## EXTRACTED RECORDS:
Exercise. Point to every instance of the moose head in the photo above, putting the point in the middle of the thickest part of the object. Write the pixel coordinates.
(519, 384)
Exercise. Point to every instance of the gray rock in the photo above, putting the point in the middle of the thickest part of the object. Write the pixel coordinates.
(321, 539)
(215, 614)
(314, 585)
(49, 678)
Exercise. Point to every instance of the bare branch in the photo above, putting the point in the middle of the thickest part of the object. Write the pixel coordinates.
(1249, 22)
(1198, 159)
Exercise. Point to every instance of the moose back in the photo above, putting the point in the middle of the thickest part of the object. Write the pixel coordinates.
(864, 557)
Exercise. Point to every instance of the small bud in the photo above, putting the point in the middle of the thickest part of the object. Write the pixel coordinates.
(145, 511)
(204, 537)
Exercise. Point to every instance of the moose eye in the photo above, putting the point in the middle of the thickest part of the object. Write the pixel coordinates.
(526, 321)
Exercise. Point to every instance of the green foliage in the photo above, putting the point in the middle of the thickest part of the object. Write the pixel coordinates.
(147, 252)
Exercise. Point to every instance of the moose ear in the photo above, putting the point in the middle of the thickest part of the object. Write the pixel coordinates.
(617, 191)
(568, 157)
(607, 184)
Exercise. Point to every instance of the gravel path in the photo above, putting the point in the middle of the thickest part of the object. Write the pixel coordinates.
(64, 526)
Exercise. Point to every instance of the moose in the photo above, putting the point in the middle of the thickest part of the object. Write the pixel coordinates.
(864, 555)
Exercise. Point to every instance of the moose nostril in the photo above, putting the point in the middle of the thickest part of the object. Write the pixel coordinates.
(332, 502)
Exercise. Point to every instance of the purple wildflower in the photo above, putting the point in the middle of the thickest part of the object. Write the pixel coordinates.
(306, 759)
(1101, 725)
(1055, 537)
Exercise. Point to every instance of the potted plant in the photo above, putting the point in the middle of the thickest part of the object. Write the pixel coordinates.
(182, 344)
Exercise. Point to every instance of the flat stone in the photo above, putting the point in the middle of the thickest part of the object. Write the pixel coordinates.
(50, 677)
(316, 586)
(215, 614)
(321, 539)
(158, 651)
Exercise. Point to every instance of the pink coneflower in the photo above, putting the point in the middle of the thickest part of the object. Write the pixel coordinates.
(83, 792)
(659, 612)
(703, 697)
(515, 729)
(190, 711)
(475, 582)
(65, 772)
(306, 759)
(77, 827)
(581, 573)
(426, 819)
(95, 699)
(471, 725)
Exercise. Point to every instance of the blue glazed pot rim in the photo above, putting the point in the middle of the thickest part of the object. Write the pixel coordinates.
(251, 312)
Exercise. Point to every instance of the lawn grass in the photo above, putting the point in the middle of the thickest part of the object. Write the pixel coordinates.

## DESCRIPTION OF THE TASK:
Set down, exactly as they appear, the line holding "Exercise. Point to every instance of the purple" and every line after it until the records end.

## WRITTEN RESPONSE:
Exercise. Point to every instance of the purple wildflower in the photo above, putting the point in the middle of the thickest part of the object. Write the pixel coordinates.
(306, 759)
(1101, 725)
(1055, 537)
Exercise. Point to every instance of the potted plant in the photo above, putting the point in the middle of the thickest part of the object. Write the pixel coordinates.
(182, 344)
Exercise. Point to every instance of the flat stone in the photo above, putting the point in the middle of the thickest part of the object. Write the pixel coordinates.
(50, 677)
(316, 586)
(215, 614)
(321, 539)
(158, 651)
Exercise. Point to every instance of the pink coneflower in the photo above, putting the point in the middle of the thickest part of the object. Write the pixel coordinates.
(83, 792)
(659, 612)
(703, 697)
(515, 729)
(190, 711)
(475, 582)
(65, 772)
(306, 759)
(77, 827)
(581, 573)
(426, 819)
(95, 699)
(471, 725)
Exercise. Point to every instance of the blue glazed pot rim in the photo above, putting the point in the middle of the thickest part of the object. Write the pixel coordinates.
(251, 312)
Exercise. Point to every instance of the lawn grass in the photo above, putting the point in the middle of the thickest part of the object. Write the pixel coordinates.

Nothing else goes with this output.